━━ THE DATA ━━

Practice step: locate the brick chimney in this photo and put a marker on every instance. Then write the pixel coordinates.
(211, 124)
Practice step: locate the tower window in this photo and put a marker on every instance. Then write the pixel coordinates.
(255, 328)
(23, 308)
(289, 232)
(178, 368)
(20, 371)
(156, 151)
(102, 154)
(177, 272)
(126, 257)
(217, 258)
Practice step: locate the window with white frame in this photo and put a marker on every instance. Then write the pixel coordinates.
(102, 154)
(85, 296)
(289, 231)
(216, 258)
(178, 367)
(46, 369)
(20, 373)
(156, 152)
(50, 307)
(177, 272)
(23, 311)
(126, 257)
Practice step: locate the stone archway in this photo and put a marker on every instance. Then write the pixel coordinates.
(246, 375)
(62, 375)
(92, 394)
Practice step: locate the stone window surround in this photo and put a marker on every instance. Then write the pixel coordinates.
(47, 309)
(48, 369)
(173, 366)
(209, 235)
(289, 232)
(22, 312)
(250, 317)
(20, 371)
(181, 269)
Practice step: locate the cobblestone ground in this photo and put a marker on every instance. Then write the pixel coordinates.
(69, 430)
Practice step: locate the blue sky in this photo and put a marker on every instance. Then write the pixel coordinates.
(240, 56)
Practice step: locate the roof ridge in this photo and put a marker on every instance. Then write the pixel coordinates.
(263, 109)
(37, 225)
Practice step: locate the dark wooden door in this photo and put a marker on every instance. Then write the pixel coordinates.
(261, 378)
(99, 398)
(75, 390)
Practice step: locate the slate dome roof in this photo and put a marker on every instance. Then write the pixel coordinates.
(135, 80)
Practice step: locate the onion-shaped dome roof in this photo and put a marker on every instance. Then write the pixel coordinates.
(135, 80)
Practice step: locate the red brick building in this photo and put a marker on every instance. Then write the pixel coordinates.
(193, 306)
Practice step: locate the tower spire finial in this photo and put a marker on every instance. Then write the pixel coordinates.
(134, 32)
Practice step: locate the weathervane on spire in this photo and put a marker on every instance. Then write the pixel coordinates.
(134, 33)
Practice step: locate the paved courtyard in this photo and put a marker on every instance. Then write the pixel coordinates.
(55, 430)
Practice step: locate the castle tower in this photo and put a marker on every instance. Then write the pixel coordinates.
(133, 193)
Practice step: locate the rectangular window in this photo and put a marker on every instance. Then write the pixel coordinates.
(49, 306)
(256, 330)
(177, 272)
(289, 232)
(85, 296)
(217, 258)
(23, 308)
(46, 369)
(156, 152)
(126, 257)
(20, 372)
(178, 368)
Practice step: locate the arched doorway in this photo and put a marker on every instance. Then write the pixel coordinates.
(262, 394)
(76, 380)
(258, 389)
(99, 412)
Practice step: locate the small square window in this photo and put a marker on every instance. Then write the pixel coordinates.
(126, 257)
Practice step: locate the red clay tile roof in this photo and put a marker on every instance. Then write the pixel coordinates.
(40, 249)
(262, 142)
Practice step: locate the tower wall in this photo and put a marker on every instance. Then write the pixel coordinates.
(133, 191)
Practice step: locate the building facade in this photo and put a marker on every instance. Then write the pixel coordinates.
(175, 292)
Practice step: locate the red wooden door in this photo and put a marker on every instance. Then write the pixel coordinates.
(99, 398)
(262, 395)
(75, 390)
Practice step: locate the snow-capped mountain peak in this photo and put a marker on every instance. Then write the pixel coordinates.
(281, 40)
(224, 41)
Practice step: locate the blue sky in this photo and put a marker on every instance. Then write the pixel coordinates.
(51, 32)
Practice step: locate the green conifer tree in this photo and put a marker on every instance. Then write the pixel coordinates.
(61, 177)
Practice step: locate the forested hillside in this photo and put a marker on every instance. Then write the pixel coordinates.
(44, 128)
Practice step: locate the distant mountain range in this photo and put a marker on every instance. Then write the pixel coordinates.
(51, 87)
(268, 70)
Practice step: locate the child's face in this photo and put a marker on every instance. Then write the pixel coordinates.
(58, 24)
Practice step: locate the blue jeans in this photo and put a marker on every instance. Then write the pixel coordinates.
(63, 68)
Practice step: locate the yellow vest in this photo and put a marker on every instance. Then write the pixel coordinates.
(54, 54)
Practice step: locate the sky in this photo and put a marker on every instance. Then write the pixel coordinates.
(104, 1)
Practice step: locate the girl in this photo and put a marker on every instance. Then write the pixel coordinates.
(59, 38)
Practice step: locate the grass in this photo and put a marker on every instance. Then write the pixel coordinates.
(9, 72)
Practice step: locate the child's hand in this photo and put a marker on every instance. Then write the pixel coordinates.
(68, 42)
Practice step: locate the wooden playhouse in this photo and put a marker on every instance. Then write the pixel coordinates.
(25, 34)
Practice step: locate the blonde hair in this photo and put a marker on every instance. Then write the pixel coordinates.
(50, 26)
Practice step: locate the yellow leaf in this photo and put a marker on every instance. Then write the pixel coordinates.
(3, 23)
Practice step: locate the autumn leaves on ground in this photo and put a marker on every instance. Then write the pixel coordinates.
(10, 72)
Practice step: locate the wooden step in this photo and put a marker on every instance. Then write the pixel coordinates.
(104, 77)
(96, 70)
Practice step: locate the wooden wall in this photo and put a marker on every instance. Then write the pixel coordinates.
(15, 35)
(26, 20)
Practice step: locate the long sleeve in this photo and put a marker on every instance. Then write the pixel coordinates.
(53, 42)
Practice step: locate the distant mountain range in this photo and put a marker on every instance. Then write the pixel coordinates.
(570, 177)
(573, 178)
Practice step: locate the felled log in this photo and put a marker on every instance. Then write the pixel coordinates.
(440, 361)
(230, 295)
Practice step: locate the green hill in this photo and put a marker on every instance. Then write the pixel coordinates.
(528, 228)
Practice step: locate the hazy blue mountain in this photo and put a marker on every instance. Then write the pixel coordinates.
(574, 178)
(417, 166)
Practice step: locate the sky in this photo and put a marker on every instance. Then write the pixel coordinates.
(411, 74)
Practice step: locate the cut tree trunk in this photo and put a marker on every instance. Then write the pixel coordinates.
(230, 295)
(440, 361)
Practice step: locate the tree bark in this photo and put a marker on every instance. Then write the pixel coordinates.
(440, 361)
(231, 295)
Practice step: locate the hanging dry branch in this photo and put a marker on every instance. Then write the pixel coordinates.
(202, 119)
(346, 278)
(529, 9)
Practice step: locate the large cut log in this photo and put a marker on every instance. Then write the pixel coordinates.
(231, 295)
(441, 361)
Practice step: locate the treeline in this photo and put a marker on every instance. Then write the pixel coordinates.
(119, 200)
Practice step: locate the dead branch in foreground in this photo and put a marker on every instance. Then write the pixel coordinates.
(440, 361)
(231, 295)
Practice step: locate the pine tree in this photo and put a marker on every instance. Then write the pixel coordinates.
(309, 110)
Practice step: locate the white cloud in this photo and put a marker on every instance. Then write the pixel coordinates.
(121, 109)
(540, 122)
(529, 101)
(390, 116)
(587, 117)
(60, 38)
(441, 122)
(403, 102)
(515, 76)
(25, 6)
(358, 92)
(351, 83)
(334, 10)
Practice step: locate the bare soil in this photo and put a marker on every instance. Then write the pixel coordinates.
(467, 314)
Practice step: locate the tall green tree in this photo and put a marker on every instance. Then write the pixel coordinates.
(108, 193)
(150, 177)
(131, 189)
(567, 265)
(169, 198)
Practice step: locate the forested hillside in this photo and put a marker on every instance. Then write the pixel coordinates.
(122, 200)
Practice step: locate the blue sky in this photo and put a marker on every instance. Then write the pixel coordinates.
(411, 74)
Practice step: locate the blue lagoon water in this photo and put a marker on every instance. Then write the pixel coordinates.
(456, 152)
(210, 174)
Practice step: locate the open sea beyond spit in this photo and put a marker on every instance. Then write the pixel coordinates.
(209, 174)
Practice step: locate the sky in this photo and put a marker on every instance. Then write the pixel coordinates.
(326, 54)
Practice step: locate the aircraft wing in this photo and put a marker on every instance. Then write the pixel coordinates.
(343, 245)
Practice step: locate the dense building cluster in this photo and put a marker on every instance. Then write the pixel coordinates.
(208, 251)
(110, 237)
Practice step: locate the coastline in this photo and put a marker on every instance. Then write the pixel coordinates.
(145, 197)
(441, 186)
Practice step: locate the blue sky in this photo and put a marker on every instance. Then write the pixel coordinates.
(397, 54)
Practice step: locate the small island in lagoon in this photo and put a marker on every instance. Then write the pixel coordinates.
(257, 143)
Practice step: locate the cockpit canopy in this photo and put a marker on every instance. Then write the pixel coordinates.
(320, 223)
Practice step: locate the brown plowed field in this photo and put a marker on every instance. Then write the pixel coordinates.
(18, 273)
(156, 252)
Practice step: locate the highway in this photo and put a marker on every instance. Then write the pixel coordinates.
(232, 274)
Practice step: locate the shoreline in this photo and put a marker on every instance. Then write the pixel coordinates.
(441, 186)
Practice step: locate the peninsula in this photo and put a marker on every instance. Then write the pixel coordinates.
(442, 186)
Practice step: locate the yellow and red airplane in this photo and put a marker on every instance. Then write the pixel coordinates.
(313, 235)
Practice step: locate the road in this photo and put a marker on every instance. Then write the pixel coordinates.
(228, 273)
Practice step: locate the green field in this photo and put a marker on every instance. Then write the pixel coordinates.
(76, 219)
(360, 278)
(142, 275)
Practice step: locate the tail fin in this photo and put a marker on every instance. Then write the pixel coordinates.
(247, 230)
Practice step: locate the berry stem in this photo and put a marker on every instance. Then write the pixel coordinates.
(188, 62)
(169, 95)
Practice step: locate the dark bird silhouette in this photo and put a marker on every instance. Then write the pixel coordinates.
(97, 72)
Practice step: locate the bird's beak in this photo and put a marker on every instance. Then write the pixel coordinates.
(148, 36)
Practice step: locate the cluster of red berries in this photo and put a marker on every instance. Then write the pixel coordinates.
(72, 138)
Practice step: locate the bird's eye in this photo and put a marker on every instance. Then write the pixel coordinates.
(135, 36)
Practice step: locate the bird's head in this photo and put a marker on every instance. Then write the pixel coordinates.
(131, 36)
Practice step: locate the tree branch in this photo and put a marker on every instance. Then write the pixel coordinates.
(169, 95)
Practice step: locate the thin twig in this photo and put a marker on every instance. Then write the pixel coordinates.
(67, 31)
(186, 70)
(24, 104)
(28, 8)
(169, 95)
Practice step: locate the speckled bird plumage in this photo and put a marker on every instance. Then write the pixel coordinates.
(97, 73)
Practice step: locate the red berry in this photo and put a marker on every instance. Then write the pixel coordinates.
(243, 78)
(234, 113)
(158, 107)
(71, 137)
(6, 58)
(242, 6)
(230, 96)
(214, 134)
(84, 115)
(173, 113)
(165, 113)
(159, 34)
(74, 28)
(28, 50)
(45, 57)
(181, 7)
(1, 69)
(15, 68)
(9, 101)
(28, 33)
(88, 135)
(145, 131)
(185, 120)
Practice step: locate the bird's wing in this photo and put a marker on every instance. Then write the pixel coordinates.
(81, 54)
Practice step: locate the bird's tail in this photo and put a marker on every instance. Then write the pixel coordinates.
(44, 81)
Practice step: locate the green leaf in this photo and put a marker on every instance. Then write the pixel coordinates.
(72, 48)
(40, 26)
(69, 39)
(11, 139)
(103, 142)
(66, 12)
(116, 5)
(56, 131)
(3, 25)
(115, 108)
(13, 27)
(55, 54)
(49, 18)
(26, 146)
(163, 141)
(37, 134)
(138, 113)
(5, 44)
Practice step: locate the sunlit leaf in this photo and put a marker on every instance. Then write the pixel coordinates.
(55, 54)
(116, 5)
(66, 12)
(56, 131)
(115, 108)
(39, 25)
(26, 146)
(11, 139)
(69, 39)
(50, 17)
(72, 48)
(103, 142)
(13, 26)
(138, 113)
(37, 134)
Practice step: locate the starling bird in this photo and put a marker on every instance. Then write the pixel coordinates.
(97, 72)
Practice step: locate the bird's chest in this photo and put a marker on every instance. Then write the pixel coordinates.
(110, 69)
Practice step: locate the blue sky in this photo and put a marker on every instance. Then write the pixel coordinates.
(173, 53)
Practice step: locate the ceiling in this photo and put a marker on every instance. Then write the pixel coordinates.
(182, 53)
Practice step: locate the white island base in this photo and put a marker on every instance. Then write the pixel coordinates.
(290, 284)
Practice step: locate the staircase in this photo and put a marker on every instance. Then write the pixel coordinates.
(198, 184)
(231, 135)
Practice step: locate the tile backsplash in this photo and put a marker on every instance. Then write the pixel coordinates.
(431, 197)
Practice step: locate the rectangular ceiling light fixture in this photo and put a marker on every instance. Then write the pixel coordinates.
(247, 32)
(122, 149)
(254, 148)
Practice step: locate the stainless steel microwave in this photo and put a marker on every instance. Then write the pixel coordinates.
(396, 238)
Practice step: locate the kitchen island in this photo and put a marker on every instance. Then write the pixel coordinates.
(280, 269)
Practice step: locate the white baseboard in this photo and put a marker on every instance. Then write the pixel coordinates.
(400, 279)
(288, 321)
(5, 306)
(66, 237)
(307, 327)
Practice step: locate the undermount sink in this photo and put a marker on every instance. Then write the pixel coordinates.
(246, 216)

━━━

- TASK TO COMPLETE: Return, unchanged, each line from the line containing "Practice step: locate the staircase" through the last line of the material.

- PROBLEM SOLUTION:
Practice step: locate the staircase in this photo and put a marker on every instance. Then write the pixel coordinates.
(198, 184)
(231, 135)
Practice step: locate the tile backsplash in this photo and put a marker on every instance. Then write the pixel coordinates.
(431, 197)
Practice step: locate the rectangular ceiling light fixture in this photo and put a marker on every instance. Then write the pixel coordinates.
(247, 32)
(122, 149)
(254, 148)
Practice step: locate the stainless steel microwave in this photo and put a marker on every instance. Then write the pixel coordinates.
(396, 238)
Practice step: locate the kitchen island in this photo and put a marker on every instance. Then write the pixel coordinates.
(280, 269)
Practice step: locate the white baseboard in this photo and put a marker on every instance. Then write the pixel coordinates.
(400, 279)
(288, 321)
(5, 306)
(66, 237)
(307, 327)
Practice step: locate the undermount sink in this photo and put a marker on every instance. Then write the pixel coordinates.
(246, 216)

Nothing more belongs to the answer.